_Task goal_
What you return must match the records word for word.

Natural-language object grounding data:
= Beginning of Section =
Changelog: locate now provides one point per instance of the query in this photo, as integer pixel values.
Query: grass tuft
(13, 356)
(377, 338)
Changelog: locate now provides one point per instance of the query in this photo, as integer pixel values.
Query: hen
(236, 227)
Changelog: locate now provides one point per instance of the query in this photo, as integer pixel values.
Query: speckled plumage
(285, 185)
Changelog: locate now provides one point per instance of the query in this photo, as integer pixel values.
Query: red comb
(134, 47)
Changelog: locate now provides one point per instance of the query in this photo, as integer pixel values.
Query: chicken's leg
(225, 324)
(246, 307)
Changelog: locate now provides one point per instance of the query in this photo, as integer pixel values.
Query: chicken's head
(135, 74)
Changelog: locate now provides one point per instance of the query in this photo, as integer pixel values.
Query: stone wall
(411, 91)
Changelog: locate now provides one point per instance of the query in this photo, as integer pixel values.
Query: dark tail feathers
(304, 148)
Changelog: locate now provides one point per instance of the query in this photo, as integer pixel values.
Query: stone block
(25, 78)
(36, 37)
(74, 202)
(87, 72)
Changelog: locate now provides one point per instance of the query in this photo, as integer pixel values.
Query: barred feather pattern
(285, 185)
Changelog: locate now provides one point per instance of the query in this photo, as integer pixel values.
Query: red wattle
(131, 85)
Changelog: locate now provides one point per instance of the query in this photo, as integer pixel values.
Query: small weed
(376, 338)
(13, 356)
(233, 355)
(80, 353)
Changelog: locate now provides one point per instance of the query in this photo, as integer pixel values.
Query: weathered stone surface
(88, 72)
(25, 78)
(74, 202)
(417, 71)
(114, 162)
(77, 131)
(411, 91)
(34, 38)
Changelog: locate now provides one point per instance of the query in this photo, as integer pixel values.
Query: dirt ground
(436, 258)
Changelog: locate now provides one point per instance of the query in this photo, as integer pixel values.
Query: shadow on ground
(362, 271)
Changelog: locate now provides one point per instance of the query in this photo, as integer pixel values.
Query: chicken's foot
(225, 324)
= End of Section =
_Problem solution_
Changelog: locate now provides one point per instance of the query in this photo, as integer pixel values.
Query: grass tuft
(13, 356)
(377, 338)
Changelog: locate now provides one point per instance of the query in this photo, as integer pixel values.
Query: hen
(236, 227)
Changelog: locate now provides one point per instance of the query in this photo, as integer pixel values.
Query: speckled plumage
(285, 185)
Changelog: locate now provides one point per instance of the query in this photo, as integer pixel values.
Query: red comb
(134, 47)
Changelog: locate now provides one point per instance of the query in this photo, as integer pixel values.
Query: chicken's leg
(225, 324)
(246, 307)
Changelog: locate now provides one point per instance of the query in this photo, as integer pixel values.
Query: chicken's head
(135, 74)
Changelog: locate now provides one point per instance of the query in this photo, as integer pixel values.
Query: stone wall
(411, 91)
Changelog: locate now provides one point per instance of the query in this photo, as integer pixel values.
Query: dark tail feathers
(304, 148)
Changelog: locate now provides one point per instance of the query in this photo, as integer pixel values.
Query: stone block
(25, 78)
(36, 37)
(74, 202)
(87, 72)
Changelog: locate now provides one point per instance of the query in this photo, as integer pixel values.
Query: barred feather pattern
(285, 185)
Changelog: locate now provides one point per instance of the query in this photo, as integer pixel values.
Query: red wattle
(131, 85)
Changelog: locate now provides one point per instance of the query in this photo, as integer pixel values.
Query: small weed
(376, 338)
(13, 356)
(233, 355)
(80, 353)
Changelog: locate now provides one point per instance of the query in this photo, as integer pixel values.
Query: weathered stone surface
(88, 72)
(25, 78)
(74, 202)
(417, 71)
(114, 162)
(77, 131)
(411, 91)
(34, 38)
Changelog: locate now provides one point per instance of the query in this photo, as integer pixel values.
Query: dirt ground
(436, 258)
Changelog: locate now provides one point per instance of the query in this photo, as integer pixel values.
Query: shadow on ground
(362, 271)
Changelog: locate now provides one point per instance of the query in this photo, as integer pixel values.
Query: chicken's foot
(225, 324)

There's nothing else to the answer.